### Exercise directions
Can you return, word for word, the lines that begin at the start of the listing and go on through the line with "[[31, 95], [111, 68], [3, 100], [96, 77]]", both ends included? Leave the pictures out of your answer.

— Begin Entries supplied —

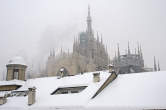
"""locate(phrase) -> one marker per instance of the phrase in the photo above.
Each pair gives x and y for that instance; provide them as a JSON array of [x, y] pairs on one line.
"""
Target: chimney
[[31, 95], [111, 68], [3, 100], [96, 77]]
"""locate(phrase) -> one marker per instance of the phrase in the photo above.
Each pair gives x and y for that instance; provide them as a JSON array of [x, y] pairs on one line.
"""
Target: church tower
[[89, 24]]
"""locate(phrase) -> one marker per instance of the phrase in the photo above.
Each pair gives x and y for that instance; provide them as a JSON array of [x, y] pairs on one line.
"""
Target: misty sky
[[31, 28]]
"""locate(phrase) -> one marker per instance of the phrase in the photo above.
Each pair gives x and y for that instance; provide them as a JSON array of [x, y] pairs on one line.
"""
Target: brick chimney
[[96, 77], [31, 95]]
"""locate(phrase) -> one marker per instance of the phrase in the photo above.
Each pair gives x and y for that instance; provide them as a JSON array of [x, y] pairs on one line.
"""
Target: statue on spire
[[128, 48], [155, 67], [89, 23]]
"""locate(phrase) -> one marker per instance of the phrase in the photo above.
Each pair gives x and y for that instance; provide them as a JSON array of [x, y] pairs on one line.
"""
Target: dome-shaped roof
[[17, 60]]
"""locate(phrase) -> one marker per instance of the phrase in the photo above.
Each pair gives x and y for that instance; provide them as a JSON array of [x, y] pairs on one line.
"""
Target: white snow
[[12, 82], [17, 60], [127, 91]]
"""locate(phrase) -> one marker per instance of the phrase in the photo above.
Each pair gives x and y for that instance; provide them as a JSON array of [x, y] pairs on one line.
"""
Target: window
[[69, 90]]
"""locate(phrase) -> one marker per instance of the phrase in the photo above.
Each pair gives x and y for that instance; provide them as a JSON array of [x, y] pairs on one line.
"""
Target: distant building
[[89, 54], [90, 47]]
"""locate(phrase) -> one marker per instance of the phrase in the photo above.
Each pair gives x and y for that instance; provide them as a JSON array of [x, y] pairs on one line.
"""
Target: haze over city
[[31, 28]]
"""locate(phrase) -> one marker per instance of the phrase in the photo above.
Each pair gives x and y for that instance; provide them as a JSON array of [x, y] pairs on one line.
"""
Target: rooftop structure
[[127, 91]]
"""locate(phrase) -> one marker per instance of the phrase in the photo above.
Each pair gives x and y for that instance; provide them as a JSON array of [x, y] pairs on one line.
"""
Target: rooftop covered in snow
[[139, 90], [17, 60]]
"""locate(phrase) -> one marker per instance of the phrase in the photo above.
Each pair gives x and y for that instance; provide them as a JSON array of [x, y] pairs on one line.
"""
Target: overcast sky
[[30, 28]]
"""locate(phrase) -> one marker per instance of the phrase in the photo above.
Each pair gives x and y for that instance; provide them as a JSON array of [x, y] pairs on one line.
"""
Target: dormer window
[[68, 90]]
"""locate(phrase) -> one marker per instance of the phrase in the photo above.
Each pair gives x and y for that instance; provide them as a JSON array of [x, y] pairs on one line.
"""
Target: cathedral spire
[[128, 48], [138, 49], [155, 67], [141, 52], [101, 39], [50, 53], [53, 52], [158, 66], [89, 22]]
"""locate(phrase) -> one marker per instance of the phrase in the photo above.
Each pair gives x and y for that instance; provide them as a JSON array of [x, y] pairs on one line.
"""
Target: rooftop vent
[[96, 77]]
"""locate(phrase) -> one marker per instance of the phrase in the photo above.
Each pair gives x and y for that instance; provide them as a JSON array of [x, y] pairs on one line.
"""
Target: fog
[[30, 28]]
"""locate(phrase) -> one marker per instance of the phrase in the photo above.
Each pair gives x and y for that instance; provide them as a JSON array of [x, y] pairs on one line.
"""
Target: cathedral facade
[[89, 54], [90, 47]]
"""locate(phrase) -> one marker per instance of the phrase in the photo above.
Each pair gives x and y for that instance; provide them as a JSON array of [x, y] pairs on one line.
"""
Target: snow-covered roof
[[137, 90], [12, 82], [17, 60]]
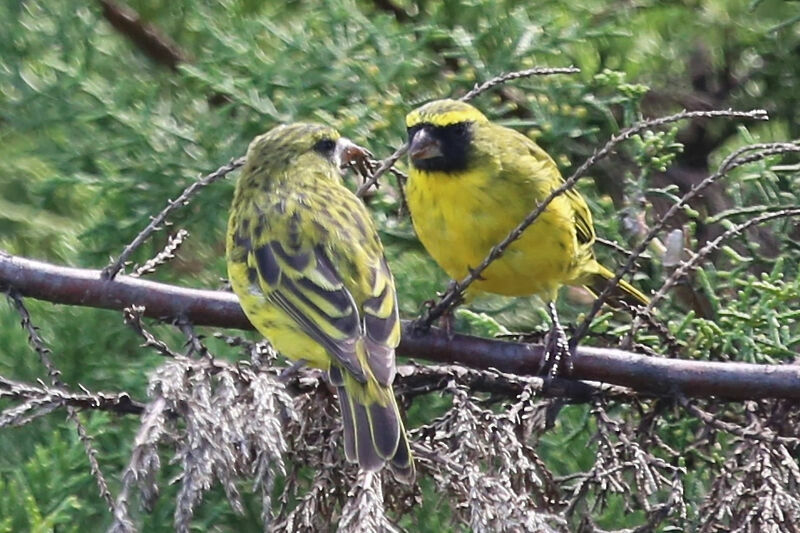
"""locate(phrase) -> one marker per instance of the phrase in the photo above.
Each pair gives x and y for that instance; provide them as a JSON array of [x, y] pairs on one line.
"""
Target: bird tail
[[373, 431], [597, 278]]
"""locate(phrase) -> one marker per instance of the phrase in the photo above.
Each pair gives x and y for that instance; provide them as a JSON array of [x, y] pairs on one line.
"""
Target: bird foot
[[557, 355], [291, 371]]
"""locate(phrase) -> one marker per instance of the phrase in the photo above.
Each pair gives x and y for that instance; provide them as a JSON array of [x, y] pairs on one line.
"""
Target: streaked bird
[[306, 262]]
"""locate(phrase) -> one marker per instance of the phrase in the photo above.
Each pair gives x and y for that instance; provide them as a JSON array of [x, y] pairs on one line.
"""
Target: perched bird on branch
[[471, 183], [305, 260]]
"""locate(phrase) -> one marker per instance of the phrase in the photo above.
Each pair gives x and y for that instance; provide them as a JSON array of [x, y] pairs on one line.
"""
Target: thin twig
[[113, 268], [133, 317], [733, 161], [504, 78], [167, 254], [55, 378], [686, 266], [387, 163]]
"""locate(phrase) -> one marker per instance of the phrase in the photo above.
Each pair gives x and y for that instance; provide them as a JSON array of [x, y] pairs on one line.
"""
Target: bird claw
[[558, 353]]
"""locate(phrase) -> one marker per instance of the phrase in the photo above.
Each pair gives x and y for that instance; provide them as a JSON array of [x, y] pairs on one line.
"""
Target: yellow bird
[[472, 182], [305, 260]]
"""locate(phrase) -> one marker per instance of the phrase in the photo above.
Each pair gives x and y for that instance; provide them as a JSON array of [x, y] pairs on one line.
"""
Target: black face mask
[[454, 143]]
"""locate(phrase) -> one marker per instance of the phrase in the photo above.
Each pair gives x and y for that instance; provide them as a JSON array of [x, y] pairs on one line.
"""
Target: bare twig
[[686, 266], [504, 78], [146, 37], [133, 318], [167, 254], [112, 269]]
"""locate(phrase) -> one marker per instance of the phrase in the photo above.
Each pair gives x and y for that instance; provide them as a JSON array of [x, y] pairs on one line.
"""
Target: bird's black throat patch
[[454, 141]]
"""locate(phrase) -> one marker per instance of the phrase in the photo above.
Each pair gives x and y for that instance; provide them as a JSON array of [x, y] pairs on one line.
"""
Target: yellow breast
[[459, 216]]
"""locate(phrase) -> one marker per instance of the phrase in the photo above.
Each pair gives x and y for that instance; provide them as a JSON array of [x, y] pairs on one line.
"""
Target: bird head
[[301, 143], [440, 133]]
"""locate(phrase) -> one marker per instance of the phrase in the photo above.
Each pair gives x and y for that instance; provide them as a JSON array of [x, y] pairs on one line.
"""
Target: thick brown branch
[[652, 375], [146, 37]]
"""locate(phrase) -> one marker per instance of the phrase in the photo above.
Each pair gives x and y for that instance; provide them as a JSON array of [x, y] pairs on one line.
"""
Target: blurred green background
[[95, 136]]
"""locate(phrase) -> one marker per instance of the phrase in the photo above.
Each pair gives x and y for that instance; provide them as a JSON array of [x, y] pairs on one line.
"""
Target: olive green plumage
[[306, 262]]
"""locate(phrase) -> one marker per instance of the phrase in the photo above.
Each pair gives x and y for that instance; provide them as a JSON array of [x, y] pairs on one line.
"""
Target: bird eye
[[325, 146]]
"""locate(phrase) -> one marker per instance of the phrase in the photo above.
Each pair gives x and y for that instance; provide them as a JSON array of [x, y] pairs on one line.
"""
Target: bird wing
[[337, 289], [584, 229]]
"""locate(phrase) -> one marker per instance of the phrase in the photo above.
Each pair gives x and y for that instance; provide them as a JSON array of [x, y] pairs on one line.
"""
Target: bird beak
[[348, 152], [424, 146]]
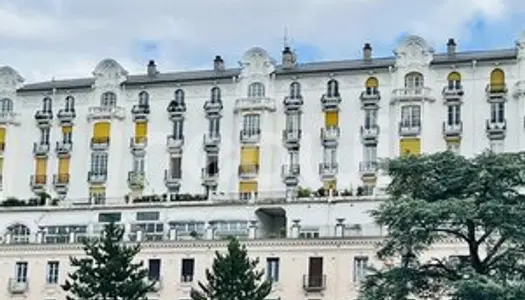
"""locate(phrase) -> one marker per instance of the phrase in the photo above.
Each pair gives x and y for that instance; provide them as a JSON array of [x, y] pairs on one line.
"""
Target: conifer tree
[[108, 271], [233, 276]]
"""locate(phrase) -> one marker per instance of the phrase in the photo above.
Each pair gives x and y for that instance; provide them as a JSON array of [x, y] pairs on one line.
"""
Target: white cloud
[[57, 38]]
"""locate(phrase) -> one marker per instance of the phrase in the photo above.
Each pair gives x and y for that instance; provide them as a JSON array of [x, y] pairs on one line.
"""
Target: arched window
[[6, 105], [70, 103], [215, 94], [371, 85], [108, 99], [497, 80], [295, 90], [454, 81], [19, 234], [47, 104], [256, 89], [143, 98], [179, 96], [332, 88]]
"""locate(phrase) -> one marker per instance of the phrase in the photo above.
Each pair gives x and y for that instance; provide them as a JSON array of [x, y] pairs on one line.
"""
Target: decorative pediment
[[413, 51]]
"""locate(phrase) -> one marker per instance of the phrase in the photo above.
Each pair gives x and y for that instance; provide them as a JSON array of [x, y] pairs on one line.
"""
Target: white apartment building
[[184, 159]]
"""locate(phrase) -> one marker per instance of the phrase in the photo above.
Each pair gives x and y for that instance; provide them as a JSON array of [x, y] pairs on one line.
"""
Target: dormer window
[[332, 88], [6, 105], [295, 90], [256, 90], [108, 99], [215, 95]]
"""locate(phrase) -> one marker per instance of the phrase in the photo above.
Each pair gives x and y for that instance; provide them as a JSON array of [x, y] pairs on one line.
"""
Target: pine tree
[[108, 271], [233, 277]]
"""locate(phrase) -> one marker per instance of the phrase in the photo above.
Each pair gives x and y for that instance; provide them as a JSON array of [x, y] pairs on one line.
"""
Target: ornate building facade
[[184, 159]]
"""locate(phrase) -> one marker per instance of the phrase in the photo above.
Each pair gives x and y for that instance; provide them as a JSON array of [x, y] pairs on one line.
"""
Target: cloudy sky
[[43, 39]]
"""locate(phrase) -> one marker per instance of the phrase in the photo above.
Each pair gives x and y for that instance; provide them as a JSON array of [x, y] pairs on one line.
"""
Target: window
[[52, 272], [108, 99], [295, 90], [154, 269], [179, 97], [411, 116], [251, 125], [99, 163], [497, 112], [187, 270], [454, 115], [70, 103], [21, 271], [47, 104], [414, 81], [215, 95], [360, 268], [178, 129], [143, 99], [256, 89], [272, 269], [6, 105]]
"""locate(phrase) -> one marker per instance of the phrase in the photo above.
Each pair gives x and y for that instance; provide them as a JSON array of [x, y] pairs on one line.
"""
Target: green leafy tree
[[477, 203], [108, 272], [233, 277]]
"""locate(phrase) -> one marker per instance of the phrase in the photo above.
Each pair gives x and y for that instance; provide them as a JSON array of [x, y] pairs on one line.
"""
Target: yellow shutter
[[141, 132], [331, 118], [248, 187], [409, 146], [67, 129]]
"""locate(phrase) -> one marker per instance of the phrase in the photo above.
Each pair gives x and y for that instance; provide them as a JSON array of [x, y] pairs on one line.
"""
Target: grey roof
[[302, 68]]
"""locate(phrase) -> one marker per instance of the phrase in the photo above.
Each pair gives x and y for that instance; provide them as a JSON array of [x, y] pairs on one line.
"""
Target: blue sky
[[42, 39]]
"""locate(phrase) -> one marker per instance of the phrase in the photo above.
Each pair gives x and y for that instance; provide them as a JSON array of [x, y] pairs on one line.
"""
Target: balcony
[[97, 177], [213, 108], [140, 112], [369, 134], [66, 116], [211, 142], [412, 95], [174, 143], [43, 118], [172, 179], [314, 283], [106, 113], [17, 286], [291, 137], [406, 129], [330, 136], [368, 169], [290, 174], [496, 93], [496, 130], [63, 148], [61, 183], [452, 130], [254, 104], [370, 98], [40, 149], [210, 176], [38, 183], [248, 171], [136, 180], [328, 170], [250, 136], [138, 144], [99, 143]]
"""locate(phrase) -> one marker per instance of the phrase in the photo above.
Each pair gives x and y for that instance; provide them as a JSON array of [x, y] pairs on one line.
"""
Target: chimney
[[367, 51], [451, 47], [218, 63], [152, 68], [288, 58]]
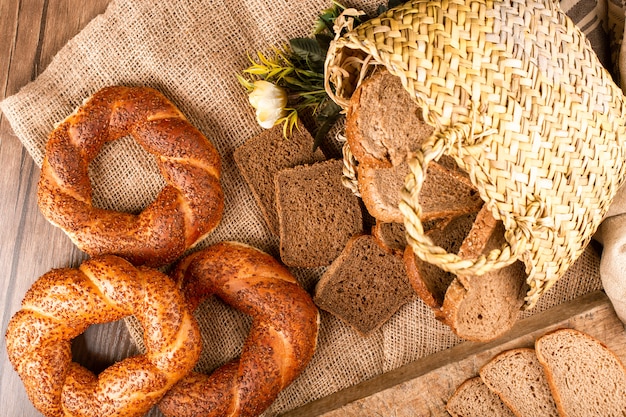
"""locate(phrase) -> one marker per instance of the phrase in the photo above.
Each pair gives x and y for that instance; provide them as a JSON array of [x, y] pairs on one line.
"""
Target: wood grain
[[422, 388], [31, 33]]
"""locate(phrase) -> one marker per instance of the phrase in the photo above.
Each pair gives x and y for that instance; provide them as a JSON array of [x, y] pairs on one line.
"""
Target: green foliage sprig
[[298, 68]]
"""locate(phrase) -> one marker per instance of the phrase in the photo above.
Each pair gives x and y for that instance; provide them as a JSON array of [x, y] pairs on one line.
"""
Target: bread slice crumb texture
[[474, 399], [365, 286], [317, 215], [586, 378], [519, 380]]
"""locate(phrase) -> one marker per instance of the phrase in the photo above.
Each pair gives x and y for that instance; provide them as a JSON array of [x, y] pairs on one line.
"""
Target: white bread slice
[[519, 380], [585, 377], [474, 399]]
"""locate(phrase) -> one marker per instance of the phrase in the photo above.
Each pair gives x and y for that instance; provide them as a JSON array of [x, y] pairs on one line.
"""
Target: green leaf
[[309, 50], [323, 41]]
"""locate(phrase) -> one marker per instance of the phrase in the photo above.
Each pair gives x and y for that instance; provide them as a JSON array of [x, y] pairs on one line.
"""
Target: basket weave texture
[[519, 98]]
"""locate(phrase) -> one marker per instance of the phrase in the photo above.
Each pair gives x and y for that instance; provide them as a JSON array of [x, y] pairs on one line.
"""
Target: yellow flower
[[269, 100]]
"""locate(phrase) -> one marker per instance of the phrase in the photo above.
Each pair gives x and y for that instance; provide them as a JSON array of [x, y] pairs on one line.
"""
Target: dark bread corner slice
[[392, 236], [586, 378], [517, 377], [364, 286], [445, 193], [482, 307], [474, 399], [262, 156], [383, 122], [317, 214], [429, 281]]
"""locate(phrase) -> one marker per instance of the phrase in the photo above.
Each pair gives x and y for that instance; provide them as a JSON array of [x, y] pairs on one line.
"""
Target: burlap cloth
[[191, 51]]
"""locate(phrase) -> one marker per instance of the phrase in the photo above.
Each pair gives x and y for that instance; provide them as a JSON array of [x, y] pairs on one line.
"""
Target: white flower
[[269, 100]]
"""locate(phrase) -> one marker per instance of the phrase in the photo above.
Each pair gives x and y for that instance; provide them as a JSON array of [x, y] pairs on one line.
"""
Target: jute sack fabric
[[191, 50], [519, 98]]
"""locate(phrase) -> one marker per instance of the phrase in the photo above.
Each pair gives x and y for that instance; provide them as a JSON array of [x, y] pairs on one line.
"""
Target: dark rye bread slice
[[517, 377], [474, 399], [383, 122], [262, 156], [585, 377], [429, 281], [445, 193], [364, 286], [483, 307], [317, 215], [390, 236]]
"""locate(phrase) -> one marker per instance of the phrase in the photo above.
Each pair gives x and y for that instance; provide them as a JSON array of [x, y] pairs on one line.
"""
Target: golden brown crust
[[188, 208], [64, 302], [279, 346], [353, 133]]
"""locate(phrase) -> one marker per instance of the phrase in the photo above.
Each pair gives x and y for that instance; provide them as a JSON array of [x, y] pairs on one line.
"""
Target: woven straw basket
[[518, 97]]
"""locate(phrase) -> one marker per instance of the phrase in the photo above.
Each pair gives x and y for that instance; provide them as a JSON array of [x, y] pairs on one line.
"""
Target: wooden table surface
[[31, 33]]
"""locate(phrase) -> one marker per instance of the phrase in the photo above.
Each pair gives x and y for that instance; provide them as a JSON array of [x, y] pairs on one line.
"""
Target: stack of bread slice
[[567, 373], [384, 127], [300, 196]]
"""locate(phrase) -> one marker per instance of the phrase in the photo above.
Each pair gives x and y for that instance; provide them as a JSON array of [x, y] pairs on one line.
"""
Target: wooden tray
[[422, 388]]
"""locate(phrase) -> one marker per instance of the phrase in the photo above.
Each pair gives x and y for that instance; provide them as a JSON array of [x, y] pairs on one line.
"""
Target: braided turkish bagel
[[279, 346], [61, 304], [188, 208]]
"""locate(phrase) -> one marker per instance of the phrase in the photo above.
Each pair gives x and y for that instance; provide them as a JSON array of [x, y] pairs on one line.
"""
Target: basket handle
[[422, 245]]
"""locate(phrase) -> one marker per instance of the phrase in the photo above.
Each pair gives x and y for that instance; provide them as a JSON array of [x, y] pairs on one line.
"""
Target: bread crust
[[280, 344], [64, 302], [563, 382], [188, 208]]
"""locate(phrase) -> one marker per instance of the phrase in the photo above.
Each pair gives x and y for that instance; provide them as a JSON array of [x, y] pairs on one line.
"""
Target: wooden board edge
[[546, 319]]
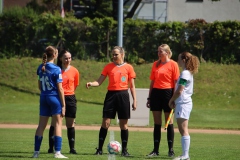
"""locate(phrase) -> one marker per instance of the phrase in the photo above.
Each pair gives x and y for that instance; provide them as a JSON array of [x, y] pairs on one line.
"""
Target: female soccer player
[[70, 82], [52, 101], [121, 77], [164, 75], [182, 101]]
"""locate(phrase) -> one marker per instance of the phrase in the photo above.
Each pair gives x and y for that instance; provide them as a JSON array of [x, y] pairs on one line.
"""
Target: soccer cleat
[[50, 150], [181, 158], [35, 154], [59, 155], [125, 153], [153, 154], [98, 152], [73, 151], [171, 153]]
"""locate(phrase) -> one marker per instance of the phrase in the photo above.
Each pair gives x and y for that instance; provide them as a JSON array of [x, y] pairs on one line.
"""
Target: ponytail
[[44, 61]]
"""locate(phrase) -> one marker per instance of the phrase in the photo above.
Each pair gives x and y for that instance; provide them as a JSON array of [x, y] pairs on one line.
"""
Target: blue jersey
[[49, 78]]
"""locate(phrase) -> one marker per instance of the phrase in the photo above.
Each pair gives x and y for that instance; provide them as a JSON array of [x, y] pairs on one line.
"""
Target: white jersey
[[187, 92]]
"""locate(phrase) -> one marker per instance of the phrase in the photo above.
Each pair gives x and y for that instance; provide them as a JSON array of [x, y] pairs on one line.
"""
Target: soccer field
[[18, 144]]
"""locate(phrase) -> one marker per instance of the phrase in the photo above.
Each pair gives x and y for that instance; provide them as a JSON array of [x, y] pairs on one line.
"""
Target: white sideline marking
[[111, 138]]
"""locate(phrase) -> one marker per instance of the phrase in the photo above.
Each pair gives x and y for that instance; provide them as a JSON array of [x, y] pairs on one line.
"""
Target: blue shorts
[[50, 105]]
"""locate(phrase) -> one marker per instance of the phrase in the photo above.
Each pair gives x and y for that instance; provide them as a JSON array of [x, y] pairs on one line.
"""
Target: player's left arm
[[181, 85], [133, 93], [76, 80]]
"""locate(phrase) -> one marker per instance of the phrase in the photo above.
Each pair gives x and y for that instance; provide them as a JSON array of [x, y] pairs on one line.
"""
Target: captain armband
[[182, 82]]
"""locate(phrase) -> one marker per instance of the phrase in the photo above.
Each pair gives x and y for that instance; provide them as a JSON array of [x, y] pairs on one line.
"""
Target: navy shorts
[[117, 102], [71, 106], [159, 99], [50, 105]]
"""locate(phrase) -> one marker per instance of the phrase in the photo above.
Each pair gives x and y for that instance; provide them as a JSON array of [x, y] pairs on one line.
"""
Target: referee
[[70, 76], [121, 77]]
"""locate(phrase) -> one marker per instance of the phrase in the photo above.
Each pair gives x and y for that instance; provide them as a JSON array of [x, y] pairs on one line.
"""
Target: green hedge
[[23, 33]]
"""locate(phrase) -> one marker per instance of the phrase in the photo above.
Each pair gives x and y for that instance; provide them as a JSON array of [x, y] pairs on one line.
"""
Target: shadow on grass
[[34, 93]]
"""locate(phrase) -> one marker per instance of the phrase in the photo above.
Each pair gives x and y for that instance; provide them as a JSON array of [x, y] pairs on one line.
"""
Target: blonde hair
[[191, 62], [49, 52], [121, 50], [167, 49]]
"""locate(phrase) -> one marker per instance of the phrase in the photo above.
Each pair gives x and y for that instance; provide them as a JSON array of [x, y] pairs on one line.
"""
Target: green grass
[[216, 106], [216, 93], [19, 143]]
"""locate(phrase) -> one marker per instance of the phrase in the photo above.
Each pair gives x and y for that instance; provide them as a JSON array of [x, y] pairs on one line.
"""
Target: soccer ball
[[114, 147]]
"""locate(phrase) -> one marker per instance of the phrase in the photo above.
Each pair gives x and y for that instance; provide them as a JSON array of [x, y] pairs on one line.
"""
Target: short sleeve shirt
[[70, 80], [49, 78], [119, 76], [187, 92], [165, 75]]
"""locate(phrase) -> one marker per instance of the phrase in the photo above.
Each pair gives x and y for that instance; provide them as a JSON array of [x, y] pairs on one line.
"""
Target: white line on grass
[[111, 138]]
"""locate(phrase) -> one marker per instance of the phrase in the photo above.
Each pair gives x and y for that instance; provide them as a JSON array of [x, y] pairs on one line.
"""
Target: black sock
[[102, 136], [71, 137], [51, 137], [124, 137], [170, 136], [156, 137]]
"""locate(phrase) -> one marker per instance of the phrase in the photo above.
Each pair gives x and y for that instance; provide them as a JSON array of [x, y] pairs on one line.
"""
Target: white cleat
[[181, 158], [35, 154], [59, 155]]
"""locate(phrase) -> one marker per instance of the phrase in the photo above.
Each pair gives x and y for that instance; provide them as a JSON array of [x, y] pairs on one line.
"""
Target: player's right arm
[[97, 82], [150, 90]]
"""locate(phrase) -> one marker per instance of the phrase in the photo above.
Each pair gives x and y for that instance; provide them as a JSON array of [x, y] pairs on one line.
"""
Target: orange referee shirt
[[165, 75], [70, 80], [119, 76]]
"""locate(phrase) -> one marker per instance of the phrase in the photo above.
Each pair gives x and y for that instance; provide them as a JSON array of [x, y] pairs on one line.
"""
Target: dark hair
[[49, 52], [59, 60]]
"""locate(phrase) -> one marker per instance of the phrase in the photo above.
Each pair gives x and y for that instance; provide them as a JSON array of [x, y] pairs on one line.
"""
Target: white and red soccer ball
[[114, 147]]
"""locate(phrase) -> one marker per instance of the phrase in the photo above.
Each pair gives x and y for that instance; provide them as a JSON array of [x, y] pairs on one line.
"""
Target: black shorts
[[159, 99], [71, 106], [117, 102]]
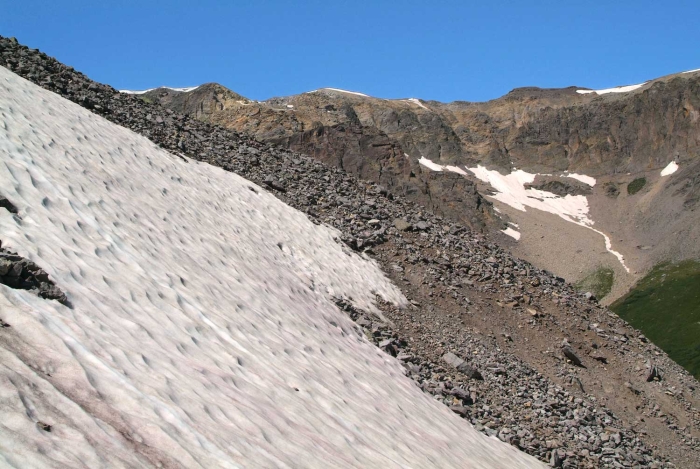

— End Entries supplied —

### Answer to the task
"""locate(phrase) -> one marker per instance of the phrase in the photo above.
Each pair gives x and y for that instance; provide them as a JSON array of [x, y] pairs on one line.
"""
Target: chimney
[[31, 95], [111, 68], [3, 100], [96, 77]]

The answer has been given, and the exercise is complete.